### PROBLEM:
In your copy, reproduce the entries exactly as they are, minus the images.

### PROVIDED DATA:
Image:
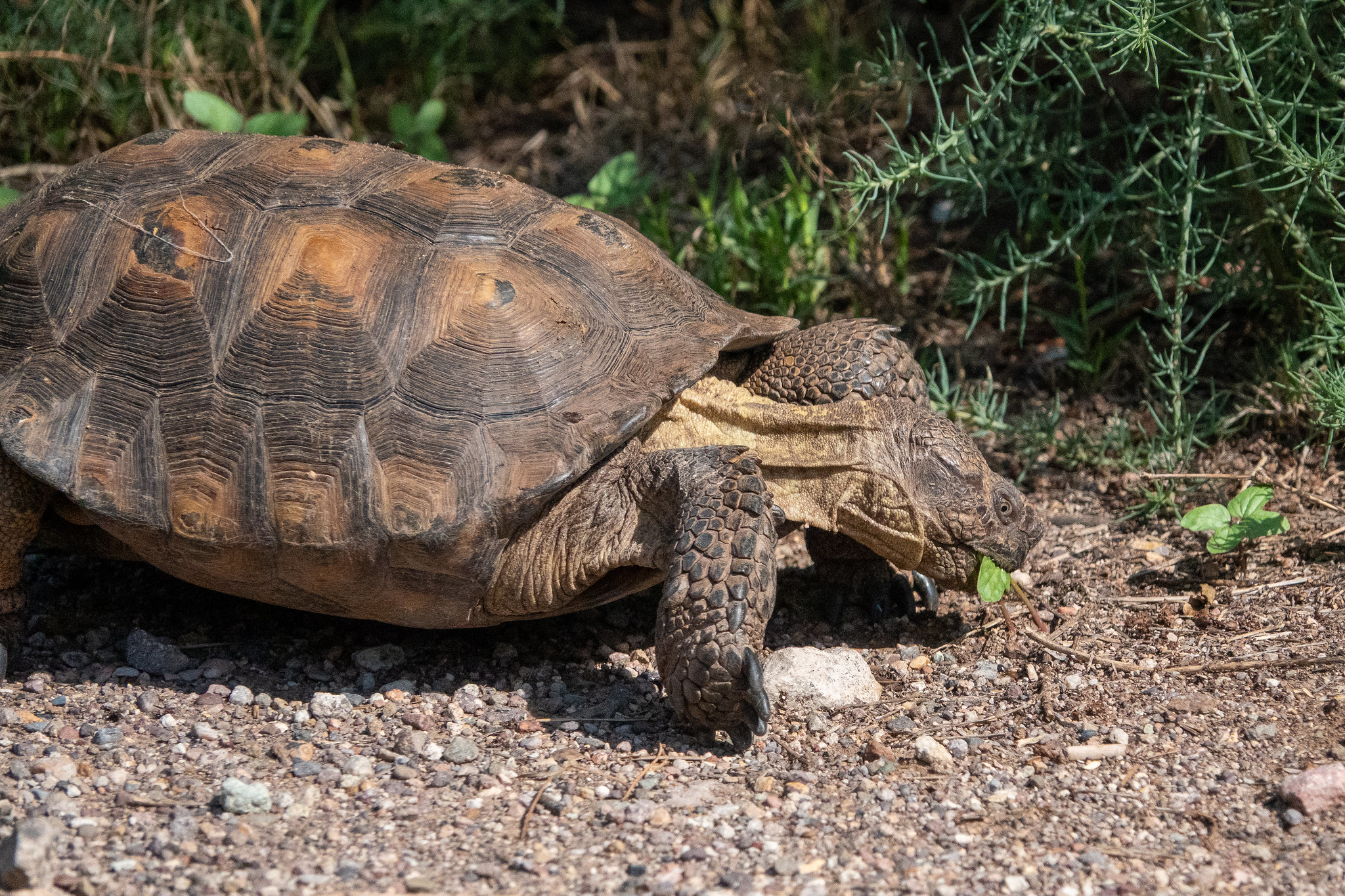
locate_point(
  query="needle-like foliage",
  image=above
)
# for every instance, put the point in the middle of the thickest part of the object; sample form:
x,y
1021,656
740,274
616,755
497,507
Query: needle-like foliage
x,y
1196,147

### SOLUTION FOR THIS TASK:
Image:
locate_point(
  query="needle-like foliage",
  image=above
)
# for every instance, put the point in the middle of the thickest part of the object; sample form:
x,y
1021,656
740,274
616,755
497,507
Query: needle-like foliage
x,y
1196,147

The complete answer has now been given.